- _Task prompt_:
Can you lay out the rows from the line containing "Where can the gate" through the line containing "[[217, 249]]" as a JSON list of strings, one string per line, leaving out any blank lines?
## begin Stored data
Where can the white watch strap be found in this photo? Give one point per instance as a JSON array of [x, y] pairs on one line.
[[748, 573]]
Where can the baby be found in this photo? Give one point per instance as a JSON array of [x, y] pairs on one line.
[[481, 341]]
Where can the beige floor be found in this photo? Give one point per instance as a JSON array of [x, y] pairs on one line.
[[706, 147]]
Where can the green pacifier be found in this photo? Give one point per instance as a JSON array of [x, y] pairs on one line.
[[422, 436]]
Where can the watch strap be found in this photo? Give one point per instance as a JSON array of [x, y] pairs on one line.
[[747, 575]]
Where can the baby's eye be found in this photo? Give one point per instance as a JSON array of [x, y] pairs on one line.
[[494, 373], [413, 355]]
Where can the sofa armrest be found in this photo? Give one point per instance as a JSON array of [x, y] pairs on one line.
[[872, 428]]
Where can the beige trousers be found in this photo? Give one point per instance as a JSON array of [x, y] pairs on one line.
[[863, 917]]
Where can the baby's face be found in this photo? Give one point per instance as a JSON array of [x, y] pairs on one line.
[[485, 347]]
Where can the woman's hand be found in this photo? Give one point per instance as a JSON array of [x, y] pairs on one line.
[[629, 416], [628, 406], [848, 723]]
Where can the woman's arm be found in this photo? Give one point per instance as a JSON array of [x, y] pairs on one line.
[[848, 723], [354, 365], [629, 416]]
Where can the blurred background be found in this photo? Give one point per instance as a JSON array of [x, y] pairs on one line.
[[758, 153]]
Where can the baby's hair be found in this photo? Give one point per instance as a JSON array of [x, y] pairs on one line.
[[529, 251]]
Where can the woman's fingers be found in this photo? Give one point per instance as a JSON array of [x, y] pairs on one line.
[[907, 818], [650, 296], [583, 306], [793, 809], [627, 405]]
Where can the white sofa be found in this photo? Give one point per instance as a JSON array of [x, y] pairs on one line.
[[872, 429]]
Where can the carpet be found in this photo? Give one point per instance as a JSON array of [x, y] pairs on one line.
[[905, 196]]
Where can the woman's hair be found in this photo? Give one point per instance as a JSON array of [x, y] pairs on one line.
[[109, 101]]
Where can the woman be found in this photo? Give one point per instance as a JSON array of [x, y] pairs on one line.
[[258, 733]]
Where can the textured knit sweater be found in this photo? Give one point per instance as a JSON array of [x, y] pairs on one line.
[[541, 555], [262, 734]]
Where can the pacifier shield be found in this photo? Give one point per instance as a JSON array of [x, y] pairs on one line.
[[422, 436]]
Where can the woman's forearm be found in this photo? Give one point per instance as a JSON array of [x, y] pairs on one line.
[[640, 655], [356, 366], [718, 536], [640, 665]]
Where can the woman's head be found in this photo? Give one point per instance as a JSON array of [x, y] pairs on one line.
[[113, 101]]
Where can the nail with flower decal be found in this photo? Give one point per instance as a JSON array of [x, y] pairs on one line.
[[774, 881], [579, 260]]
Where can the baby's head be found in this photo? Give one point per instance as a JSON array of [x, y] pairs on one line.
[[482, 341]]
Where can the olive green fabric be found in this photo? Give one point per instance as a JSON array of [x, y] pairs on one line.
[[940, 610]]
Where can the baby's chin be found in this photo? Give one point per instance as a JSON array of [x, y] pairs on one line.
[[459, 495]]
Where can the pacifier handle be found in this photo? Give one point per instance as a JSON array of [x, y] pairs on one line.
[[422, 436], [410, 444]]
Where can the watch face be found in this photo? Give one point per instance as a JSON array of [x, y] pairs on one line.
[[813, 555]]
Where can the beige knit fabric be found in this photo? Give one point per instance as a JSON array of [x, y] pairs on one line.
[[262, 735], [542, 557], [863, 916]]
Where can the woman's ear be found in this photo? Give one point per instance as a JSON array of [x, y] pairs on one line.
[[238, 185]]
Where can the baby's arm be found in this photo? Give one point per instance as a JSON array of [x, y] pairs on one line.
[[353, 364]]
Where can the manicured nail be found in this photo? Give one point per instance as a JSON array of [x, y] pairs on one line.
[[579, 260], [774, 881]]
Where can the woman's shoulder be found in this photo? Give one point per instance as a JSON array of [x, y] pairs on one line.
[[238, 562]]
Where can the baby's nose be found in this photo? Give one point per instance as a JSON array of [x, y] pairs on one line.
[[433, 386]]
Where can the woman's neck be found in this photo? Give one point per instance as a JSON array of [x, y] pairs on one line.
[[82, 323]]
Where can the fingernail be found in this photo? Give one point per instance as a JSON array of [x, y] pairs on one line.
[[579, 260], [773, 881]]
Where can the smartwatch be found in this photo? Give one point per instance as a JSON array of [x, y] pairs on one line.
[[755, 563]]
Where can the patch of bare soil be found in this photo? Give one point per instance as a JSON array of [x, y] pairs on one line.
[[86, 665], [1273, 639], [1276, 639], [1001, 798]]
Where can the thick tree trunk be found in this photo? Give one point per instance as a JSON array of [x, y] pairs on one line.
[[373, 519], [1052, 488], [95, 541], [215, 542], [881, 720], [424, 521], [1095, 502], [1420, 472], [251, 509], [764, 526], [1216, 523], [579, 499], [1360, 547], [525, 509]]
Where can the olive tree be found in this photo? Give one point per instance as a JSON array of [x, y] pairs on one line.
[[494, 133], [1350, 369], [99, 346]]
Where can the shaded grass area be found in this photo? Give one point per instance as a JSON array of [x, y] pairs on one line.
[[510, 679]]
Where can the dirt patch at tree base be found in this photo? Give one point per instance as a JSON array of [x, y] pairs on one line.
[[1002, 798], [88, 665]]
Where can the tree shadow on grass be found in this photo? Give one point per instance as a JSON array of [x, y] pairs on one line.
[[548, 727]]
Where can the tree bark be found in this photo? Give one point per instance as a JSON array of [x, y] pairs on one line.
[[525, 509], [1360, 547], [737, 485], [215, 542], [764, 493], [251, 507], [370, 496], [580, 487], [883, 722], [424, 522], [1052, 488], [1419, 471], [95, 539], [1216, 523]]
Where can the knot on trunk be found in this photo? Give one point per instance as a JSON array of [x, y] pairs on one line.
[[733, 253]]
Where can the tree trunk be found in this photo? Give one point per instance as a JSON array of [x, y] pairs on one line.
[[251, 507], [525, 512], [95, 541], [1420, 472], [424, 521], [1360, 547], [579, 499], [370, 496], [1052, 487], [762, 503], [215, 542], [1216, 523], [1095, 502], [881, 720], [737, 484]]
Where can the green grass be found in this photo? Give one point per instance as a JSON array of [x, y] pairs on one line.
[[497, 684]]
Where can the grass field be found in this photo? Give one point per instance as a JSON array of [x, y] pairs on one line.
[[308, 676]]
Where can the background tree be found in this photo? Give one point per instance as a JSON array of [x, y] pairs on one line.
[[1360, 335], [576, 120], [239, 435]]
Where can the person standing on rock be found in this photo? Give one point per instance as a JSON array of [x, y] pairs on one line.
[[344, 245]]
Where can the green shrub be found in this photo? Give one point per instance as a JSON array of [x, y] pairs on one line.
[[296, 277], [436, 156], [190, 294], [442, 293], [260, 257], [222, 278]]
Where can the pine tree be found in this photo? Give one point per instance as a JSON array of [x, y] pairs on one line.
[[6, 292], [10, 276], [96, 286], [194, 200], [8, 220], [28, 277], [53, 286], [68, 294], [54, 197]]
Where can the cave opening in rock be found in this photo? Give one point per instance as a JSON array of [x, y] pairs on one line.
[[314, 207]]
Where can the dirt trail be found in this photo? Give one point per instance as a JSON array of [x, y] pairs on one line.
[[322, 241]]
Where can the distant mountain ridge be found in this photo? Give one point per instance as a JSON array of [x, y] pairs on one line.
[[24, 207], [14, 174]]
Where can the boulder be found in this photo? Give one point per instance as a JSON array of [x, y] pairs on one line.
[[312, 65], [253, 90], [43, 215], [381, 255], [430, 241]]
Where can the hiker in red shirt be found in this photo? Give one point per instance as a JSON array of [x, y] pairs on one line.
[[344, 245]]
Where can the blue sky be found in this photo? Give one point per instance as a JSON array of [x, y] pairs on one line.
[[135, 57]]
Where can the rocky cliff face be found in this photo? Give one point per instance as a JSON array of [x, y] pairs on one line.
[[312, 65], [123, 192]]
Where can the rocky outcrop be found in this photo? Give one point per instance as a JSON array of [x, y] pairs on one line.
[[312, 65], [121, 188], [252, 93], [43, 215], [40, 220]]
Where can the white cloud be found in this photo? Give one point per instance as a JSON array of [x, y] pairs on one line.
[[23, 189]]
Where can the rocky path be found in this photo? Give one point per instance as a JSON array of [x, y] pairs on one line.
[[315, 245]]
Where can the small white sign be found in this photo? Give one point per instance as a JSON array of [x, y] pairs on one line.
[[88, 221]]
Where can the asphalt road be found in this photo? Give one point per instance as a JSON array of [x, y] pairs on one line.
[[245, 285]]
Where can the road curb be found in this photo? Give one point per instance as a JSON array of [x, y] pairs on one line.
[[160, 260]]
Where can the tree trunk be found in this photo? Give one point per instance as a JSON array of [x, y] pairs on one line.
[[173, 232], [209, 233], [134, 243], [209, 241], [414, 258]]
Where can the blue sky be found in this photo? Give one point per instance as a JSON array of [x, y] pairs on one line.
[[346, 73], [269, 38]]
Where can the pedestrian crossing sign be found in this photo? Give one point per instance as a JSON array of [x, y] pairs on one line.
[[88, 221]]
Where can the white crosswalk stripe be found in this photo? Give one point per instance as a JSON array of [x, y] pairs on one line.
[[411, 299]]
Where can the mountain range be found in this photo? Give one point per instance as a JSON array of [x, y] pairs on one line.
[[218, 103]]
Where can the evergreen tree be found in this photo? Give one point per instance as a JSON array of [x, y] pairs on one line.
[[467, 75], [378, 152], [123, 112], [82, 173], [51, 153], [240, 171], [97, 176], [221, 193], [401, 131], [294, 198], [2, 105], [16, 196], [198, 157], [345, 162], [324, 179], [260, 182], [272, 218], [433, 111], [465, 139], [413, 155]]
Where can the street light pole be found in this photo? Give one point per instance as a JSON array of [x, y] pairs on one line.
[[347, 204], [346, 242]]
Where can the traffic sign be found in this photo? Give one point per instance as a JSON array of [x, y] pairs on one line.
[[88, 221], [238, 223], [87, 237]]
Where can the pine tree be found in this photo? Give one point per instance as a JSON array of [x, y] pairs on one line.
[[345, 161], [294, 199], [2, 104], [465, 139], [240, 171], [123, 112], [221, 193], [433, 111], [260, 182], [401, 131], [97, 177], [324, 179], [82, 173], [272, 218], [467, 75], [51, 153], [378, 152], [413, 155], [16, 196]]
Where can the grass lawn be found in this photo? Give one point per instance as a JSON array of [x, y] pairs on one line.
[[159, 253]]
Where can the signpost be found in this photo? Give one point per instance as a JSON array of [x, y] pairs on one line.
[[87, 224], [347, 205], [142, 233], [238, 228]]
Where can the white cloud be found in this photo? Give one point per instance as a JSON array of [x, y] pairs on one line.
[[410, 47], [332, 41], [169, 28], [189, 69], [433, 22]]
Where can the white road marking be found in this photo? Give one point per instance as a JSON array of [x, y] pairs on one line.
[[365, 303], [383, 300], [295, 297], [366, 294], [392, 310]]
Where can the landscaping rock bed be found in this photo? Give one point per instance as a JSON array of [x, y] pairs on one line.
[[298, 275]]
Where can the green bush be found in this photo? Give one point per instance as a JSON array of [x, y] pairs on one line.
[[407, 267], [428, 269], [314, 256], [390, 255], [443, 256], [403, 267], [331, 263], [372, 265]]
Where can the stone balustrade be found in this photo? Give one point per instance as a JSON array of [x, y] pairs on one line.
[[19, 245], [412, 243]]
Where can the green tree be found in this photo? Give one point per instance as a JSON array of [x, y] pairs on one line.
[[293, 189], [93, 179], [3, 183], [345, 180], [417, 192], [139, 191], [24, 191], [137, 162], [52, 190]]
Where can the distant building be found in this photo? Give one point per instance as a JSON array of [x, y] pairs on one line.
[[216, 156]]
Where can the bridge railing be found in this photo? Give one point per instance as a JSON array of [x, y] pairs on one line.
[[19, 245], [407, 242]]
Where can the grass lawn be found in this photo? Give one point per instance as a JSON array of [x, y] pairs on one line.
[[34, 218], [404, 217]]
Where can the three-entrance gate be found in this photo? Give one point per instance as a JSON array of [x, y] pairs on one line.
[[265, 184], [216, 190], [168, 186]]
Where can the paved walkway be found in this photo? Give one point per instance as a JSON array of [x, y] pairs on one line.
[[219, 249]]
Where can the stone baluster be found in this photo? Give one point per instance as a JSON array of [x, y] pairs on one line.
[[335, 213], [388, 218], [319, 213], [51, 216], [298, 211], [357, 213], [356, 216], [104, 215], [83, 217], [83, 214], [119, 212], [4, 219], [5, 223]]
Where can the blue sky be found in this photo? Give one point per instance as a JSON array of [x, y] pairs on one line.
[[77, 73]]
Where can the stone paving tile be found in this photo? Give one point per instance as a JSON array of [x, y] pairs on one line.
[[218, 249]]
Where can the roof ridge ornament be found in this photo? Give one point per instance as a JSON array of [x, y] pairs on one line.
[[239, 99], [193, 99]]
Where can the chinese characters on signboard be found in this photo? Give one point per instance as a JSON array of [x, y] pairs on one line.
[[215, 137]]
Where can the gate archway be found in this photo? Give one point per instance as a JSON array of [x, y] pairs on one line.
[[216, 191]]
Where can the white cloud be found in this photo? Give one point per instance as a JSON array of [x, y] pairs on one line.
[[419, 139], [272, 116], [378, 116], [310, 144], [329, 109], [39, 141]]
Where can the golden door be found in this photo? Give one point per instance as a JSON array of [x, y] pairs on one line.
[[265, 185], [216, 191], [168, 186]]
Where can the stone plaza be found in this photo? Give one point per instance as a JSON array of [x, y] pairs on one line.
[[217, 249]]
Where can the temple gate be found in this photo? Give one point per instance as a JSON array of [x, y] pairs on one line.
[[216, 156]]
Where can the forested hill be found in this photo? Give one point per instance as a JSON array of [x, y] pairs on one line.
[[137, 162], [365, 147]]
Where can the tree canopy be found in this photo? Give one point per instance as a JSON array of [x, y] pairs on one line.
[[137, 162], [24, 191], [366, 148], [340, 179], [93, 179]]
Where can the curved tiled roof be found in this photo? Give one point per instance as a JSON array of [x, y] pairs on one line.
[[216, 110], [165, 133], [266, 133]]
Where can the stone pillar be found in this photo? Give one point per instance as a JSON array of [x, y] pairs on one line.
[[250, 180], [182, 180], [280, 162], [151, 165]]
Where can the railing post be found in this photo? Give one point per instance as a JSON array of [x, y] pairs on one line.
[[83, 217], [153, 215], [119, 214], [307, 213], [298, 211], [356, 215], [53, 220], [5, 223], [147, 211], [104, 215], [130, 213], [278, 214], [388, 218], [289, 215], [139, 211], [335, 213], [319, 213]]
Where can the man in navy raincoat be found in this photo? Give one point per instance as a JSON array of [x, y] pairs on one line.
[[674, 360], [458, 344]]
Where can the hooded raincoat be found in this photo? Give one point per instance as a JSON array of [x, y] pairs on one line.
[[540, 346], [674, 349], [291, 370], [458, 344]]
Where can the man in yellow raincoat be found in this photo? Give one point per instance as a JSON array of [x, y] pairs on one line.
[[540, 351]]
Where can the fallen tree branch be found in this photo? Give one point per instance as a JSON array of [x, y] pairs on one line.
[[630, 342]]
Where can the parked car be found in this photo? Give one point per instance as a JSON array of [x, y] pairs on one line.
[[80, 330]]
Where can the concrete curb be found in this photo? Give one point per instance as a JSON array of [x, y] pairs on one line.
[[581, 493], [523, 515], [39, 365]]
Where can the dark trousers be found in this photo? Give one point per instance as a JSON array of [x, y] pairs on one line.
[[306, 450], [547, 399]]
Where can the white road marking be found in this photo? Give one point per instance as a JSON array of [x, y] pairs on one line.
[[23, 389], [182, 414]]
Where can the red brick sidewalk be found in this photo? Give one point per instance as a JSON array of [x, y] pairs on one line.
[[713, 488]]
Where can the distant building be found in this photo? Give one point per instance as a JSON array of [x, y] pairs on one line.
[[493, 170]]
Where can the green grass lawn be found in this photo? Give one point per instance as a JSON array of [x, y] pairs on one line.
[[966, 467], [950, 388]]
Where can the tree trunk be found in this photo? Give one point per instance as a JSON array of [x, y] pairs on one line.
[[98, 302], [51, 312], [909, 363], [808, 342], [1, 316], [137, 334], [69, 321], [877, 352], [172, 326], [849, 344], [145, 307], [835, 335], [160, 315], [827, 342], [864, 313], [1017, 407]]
## end Stored data
- _Answer below_:
[
  "Where can the gate archway be found in this photo? Give one point per instance as a JSON array of [x, y] pairs on one line.",
  "[[216, 191]]",
  "Where can the white cloud be found in this photo? Give one point per instance as a JSON array of [x, y] pairs on one line.",
  "[[419, 139], [272, 116], [378, 116], [310, 144], [329, 109], [39, 141]]",
  "Where can the golden door be found in this photo? Give one point per instance as a JSON array of [x, y] pairs on one line.",
  "[[265, 185], [216, 191], [168, 186]]",
  "Where can the stone plaza be found in this photo? Give one point per instance as a JSON array of [x, y] pairs on one line.",
  "[[217, 249]]"
]